* A run of records *

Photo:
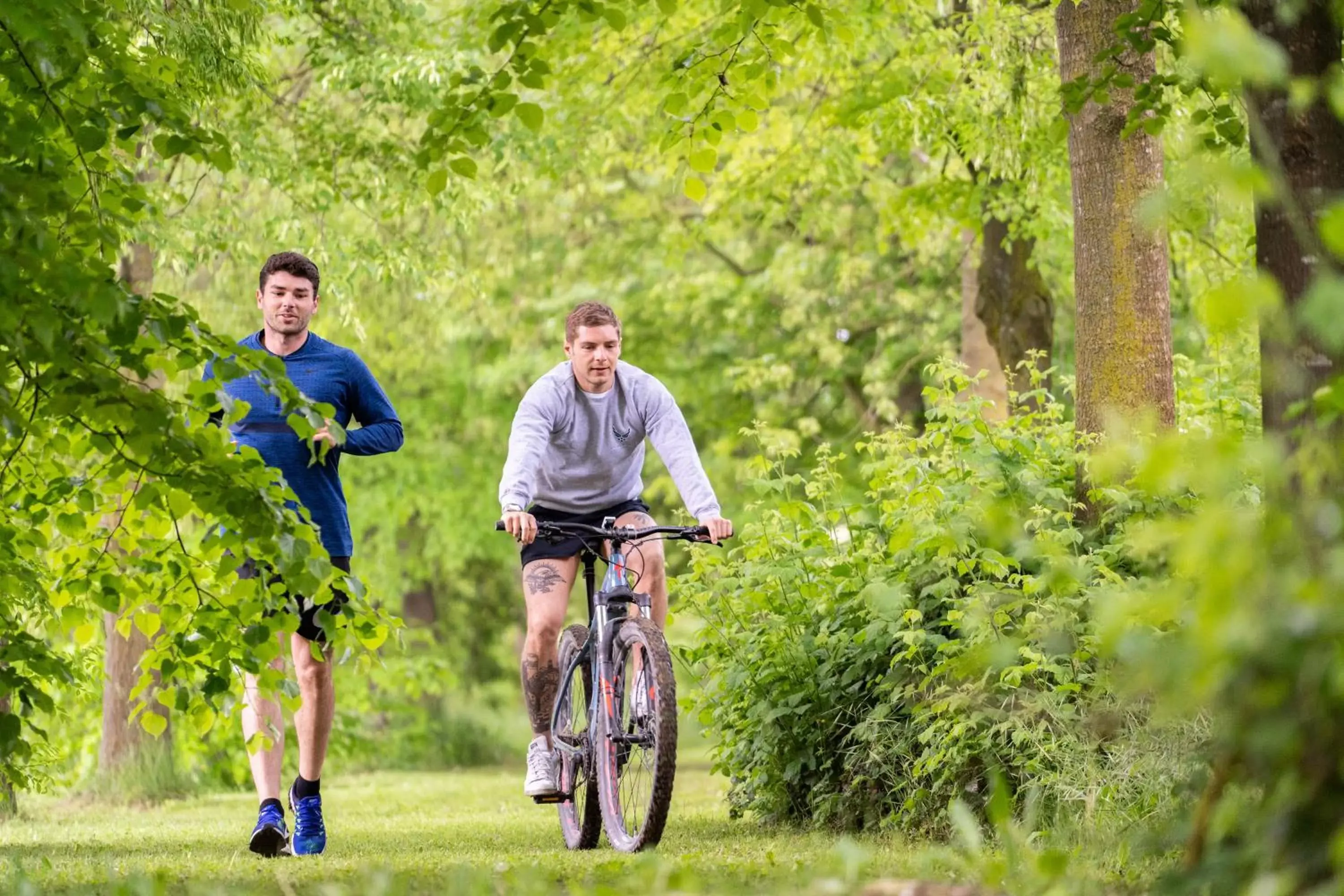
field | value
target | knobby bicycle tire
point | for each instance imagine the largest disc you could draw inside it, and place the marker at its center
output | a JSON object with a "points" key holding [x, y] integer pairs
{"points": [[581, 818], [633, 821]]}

* * *

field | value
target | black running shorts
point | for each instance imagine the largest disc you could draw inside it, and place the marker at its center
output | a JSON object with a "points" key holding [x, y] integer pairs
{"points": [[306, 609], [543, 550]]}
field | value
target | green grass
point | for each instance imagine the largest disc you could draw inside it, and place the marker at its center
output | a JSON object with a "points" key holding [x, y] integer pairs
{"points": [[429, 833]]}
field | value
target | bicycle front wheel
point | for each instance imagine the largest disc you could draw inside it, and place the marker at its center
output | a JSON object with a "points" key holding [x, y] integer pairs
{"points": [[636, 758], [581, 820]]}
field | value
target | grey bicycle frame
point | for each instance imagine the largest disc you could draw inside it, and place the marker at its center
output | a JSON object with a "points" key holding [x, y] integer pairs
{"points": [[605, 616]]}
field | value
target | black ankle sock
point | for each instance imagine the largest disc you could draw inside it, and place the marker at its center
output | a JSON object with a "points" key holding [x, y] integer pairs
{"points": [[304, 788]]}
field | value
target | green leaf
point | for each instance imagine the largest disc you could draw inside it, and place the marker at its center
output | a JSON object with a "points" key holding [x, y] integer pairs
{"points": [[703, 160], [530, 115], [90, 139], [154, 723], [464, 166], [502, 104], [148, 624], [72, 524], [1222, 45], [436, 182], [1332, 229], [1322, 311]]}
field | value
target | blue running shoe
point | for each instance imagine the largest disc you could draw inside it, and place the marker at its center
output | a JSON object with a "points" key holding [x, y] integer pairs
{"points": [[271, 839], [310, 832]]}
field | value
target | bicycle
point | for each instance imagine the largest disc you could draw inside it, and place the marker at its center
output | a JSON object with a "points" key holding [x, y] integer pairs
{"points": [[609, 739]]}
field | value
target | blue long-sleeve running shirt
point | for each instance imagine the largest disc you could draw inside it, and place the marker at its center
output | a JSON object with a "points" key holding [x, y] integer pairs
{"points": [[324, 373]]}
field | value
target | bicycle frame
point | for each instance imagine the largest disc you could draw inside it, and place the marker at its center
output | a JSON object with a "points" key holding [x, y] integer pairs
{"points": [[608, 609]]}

* DESCRIPTION OF THE TASK *
Pull out each line of the material above that contains the string "black". Letter case counts when matching.

* THE OUTPUT *
target | black running shorts
target | black ankle sock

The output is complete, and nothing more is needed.